(Work required) Put every line of the rows below, from the line containing "Wildlife camera-trap request: tag the tree" through the line containing "point(573, 17)", both included, into a JSON list of strings with one string per line and no blank lines.

(Provided information)
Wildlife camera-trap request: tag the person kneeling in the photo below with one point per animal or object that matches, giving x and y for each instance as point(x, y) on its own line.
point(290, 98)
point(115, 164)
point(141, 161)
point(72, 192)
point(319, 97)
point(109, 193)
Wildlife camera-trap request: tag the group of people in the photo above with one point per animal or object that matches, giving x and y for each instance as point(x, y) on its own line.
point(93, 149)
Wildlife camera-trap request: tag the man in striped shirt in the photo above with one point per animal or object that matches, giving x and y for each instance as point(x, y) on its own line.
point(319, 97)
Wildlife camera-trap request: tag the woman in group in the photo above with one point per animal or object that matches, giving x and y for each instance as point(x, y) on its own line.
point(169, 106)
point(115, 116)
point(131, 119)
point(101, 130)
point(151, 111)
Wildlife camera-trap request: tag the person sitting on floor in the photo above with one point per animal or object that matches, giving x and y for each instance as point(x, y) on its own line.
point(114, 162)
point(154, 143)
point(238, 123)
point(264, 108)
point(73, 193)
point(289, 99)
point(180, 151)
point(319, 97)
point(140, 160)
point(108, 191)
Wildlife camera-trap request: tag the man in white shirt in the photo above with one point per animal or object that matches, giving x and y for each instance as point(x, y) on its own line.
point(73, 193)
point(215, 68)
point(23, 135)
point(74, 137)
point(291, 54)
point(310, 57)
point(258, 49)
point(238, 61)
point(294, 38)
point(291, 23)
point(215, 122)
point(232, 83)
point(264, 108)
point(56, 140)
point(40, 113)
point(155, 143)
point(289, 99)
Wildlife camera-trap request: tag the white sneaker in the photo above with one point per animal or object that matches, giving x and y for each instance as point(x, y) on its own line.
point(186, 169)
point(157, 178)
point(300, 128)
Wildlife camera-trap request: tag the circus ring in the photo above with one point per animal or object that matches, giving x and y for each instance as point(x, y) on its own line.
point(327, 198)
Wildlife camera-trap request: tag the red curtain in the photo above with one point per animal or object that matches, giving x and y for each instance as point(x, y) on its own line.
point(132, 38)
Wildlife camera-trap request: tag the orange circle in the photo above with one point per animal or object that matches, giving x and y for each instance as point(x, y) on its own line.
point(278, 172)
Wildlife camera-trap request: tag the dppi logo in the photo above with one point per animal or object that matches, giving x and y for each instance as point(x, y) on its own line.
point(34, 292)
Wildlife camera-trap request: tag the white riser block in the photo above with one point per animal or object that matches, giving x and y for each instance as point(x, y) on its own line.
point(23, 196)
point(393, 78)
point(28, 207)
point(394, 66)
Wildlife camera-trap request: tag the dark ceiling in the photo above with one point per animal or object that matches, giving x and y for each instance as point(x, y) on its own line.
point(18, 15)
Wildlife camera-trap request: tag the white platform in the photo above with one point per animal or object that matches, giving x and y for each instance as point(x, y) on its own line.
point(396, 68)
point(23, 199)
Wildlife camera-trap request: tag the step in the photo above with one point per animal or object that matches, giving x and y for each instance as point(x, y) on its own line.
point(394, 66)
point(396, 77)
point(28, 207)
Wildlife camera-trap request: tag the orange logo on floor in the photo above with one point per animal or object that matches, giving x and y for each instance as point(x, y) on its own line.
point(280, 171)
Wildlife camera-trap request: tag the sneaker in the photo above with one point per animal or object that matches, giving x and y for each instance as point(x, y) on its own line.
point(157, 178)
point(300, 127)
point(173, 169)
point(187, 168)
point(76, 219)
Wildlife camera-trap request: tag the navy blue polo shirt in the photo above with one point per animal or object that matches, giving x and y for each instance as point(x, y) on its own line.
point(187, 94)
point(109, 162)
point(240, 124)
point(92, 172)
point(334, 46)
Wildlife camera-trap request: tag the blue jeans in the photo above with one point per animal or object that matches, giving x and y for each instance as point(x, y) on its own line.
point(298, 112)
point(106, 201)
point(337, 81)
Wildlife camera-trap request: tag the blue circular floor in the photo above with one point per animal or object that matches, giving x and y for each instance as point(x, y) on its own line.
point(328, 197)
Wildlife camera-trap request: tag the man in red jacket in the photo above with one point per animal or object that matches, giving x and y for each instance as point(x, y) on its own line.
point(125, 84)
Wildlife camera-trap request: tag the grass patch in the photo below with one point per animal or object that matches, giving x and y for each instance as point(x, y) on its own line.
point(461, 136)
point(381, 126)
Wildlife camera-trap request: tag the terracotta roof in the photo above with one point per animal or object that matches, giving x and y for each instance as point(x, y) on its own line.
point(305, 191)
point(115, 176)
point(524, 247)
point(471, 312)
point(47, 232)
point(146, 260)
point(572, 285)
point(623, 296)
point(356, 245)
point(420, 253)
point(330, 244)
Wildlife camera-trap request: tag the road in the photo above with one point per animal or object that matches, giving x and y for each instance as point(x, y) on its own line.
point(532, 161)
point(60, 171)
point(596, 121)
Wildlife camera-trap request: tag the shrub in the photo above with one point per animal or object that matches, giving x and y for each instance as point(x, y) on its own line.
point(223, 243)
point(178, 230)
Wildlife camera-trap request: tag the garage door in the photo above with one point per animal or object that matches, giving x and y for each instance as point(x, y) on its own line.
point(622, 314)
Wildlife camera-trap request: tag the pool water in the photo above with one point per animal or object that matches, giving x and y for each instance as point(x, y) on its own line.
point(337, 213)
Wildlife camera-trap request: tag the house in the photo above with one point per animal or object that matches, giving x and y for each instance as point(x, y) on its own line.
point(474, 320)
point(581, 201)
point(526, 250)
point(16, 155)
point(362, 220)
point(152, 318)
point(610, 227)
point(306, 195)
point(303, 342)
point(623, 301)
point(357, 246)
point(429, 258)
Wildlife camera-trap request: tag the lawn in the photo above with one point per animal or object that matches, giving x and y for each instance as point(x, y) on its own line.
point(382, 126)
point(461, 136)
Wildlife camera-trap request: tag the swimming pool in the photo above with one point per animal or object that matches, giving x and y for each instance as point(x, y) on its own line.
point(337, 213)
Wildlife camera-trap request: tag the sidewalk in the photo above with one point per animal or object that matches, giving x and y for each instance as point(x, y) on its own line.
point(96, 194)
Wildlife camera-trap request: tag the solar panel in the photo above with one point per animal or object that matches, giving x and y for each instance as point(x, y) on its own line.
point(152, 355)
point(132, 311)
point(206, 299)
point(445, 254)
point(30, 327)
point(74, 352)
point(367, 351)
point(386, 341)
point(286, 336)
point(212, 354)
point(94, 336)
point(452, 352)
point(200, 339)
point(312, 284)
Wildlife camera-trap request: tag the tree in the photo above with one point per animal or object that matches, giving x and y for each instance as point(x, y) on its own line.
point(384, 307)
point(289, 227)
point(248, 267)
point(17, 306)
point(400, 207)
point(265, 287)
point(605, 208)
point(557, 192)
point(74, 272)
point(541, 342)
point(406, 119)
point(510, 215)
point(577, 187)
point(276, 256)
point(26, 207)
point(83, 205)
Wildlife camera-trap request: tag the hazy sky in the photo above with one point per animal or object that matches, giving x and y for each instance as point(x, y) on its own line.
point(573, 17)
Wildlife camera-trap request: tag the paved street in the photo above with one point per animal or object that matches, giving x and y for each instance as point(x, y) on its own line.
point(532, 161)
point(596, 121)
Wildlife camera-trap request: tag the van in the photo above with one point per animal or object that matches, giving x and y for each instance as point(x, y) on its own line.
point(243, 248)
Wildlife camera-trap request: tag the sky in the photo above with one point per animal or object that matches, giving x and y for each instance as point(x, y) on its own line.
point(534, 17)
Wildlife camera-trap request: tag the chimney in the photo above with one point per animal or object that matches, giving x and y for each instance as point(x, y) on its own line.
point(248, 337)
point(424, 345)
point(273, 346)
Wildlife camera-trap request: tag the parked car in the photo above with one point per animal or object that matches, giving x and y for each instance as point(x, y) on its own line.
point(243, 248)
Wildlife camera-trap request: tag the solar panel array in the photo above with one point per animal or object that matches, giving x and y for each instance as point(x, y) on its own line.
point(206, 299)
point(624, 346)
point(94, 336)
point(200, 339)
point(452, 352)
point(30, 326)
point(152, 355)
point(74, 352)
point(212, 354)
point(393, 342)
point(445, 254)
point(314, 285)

(Solution below)
[
  "Wildlife camera-trap request: tag the tree in the photo above with one point per animal or object that matches, giving x and y for each instance as point(x, y) on its own line.",
  "point(384, 307)",
  "point(289, 227)",
  "point(248, 267)",
  "point(17, 306)",
  "point(400, 207)",
  "point(265, 287)",
  "point(605, 208)",
  "point(557, 192)",
  "point(74, 272)",
  "point(541, 342)",
  "point(406, 119)",
  "point(510, 215)",
  "point(577, 187)",
  "point(276, 256)",
  "point(26, 207)",
  "point(83, 205)",
  "Wildlife camera-trap request: tag the hazy sky in the photo above with one point per animal or object that matches, giving x and y for each instance as point(x, y) on its own line.",
  "point(573, 17)"
]